- Task to carry out -
Tally how many lines in the material below contain the word "road". Reply with the number alone.

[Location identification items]

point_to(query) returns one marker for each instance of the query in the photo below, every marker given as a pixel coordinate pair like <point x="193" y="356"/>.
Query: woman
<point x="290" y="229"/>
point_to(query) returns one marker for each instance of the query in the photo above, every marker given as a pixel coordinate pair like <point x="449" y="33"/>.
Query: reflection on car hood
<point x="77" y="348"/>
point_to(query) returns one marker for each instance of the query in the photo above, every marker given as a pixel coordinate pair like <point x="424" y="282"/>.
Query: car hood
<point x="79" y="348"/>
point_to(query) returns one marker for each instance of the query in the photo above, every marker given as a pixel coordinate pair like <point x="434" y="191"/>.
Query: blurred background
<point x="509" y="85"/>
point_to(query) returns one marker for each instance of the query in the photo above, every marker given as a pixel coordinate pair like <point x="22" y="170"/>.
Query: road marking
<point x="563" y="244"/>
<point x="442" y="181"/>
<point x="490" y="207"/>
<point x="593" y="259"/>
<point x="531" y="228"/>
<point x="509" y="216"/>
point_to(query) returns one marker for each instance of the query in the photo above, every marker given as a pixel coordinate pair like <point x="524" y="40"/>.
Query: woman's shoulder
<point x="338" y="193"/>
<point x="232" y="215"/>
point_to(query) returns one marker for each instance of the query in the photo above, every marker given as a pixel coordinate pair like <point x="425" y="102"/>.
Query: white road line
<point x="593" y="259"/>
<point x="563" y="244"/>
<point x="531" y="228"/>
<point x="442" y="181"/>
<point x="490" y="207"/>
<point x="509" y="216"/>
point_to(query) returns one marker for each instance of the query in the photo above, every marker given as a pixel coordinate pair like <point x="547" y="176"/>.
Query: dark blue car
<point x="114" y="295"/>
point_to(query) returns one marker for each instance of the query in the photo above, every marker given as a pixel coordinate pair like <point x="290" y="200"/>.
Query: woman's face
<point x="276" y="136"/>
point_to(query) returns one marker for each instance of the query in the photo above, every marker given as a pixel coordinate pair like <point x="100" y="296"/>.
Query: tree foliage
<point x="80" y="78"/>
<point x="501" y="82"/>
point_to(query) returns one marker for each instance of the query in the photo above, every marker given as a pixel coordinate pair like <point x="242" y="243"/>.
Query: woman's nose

- Correct result -
2